• _PROMPT_
Scan the material for the string "below" and copy out every line in which it occurs.

• _DATA EXCERPTS_
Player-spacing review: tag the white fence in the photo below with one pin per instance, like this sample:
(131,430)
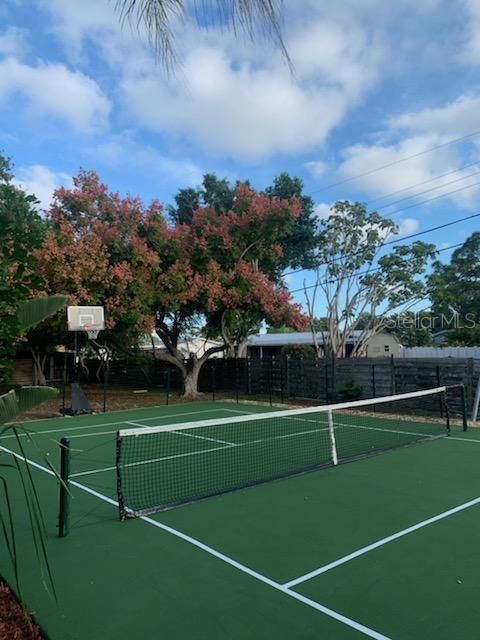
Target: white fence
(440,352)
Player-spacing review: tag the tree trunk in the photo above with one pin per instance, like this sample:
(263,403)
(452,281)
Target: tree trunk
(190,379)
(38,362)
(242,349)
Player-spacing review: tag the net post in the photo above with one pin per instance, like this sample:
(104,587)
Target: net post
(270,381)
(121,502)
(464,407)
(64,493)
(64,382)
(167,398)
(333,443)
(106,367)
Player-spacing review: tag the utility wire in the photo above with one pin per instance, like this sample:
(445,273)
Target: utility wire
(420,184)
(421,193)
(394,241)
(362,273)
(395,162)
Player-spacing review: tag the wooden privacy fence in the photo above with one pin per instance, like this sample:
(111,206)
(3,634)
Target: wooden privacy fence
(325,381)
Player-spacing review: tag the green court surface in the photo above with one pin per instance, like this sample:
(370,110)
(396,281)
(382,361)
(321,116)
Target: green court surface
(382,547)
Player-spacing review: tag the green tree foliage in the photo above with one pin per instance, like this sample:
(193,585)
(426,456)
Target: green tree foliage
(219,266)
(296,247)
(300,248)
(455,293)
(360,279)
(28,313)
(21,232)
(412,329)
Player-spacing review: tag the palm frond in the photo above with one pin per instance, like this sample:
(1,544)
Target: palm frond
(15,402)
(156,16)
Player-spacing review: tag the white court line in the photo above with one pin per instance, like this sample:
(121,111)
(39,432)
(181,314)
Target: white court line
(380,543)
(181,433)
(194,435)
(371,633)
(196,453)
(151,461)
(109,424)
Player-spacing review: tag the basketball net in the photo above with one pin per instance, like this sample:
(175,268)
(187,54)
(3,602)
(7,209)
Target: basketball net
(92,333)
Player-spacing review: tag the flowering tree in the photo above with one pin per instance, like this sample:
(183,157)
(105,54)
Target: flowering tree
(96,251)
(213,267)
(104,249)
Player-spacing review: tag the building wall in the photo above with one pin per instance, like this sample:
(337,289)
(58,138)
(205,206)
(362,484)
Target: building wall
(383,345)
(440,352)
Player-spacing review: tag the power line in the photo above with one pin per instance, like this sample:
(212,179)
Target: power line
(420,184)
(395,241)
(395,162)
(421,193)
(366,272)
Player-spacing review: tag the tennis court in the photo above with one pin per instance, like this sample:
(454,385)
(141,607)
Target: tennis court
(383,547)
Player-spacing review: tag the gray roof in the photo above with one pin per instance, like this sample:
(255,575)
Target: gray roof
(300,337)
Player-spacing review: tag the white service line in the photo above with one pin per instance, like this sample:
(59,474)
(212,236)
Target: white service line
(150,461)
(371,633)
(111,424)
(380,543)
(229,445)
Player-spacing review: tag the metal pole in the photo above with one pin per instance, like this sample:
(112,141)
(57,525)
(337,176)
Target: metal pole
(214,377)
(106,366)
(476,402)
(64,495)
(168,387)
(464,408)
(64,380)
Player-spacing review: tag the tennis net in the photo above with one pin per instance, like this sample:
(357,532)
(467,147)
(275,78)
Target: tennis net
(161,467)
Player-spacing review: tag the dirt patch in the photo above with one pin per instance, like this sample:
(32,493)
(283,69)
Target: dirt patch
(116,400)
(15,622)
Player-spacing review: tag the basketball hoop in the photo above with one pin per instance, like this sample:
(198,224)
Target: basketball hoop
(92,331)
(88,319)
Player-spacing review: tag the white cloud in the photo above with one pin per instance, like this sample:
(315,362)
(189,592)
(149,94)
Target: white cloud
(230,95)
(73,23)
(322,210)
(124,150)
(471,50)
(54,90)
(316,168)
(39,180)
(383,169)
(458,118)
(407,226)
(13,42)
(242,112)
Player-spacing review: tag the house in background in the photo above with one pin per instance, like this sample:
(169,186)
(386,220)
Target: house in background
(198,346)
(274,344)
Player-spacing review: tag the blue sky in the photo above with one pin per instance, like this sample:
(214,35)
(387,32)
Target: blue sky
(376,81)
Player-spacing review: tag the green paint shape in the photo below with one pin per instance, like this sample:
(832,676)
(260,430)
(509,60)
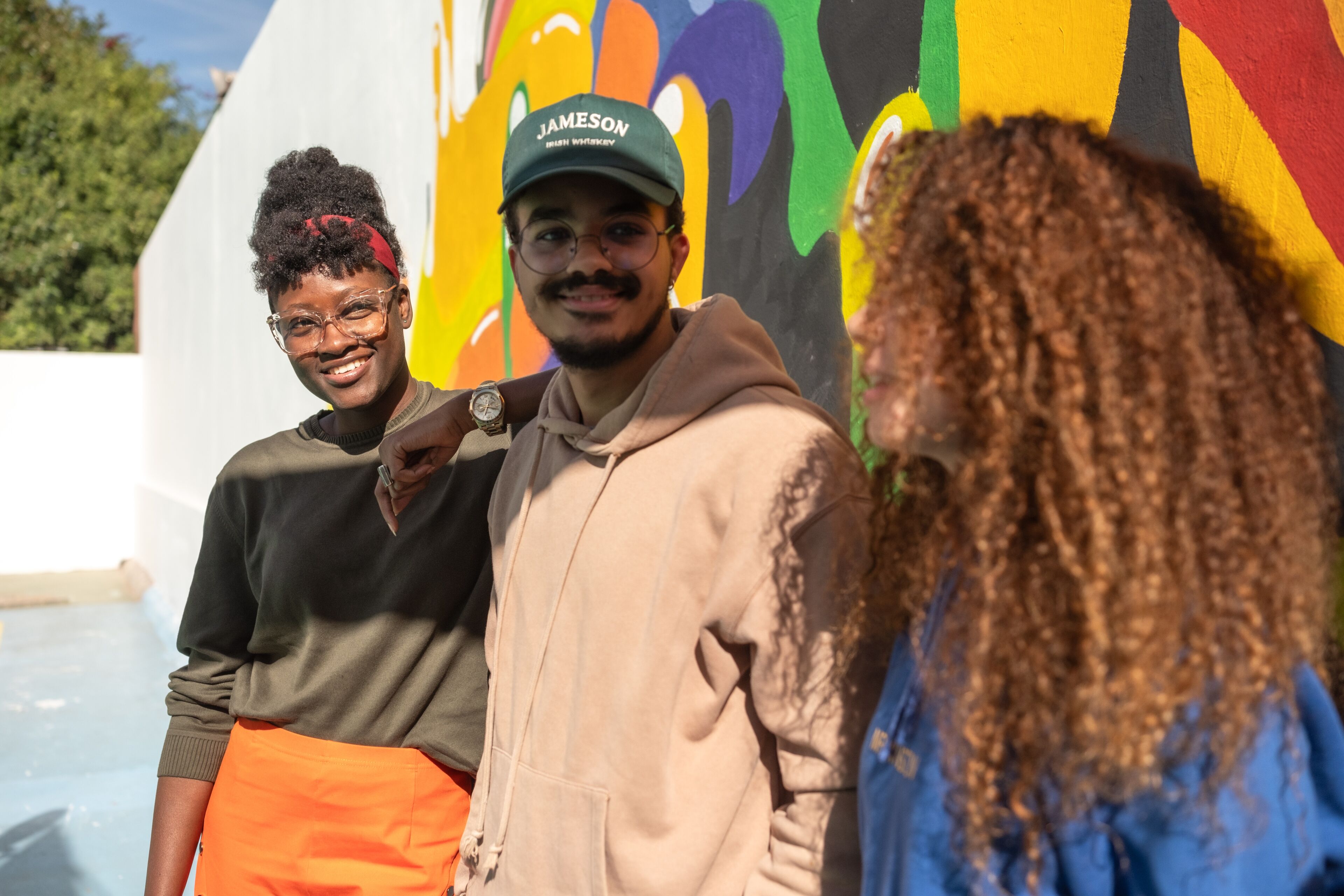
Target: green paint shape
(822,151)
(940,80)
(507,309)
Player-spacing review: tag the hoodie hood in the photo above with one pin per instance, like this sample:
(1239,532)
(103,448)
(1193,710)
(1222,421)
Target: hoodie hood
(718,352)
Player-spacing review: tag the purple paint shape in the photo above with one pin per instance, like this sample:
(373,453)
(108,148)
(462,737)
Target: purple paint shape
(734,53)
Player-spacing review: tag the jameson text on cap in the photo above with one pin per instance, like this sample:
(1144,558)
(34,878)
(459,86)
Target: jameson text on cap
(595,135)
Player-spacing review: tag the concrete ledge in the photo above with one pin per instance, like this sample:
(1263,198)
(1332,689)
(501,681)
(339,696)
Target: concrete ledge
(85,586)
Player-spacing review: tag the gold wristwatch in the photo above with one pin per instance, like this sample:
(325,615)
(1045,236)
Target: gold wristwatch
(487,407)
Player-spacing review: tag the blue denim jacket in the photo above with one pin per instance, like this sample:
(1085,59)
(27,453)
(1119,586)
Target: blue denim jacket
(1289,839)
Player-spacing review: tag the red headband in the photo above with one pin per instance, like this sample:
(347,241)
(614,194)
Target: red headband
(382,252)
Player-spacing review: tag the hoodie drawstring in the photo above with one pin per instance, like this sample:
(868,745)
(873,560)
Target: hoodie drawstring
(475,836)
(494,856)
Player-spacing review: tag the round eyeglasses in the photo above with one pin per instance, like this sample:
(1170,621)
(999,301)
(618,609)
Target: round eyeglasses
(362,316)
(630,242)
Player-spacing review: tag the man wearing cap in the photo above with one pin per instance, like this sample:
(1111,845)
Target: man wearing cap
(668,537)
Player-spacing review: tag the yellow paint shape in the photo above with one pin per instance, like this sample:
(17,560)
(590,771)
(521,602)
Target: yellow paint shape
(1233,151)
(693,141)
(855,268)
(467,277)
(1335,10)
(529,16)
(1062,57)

• _SOLUTION TO THIS PROBLEM_
Player-spacing review: tag the white fence in the photo below with one pin per instance, like this sample:
Player-spacing review: tag the green paint shape in the photo below with one pin per instance, like this sample:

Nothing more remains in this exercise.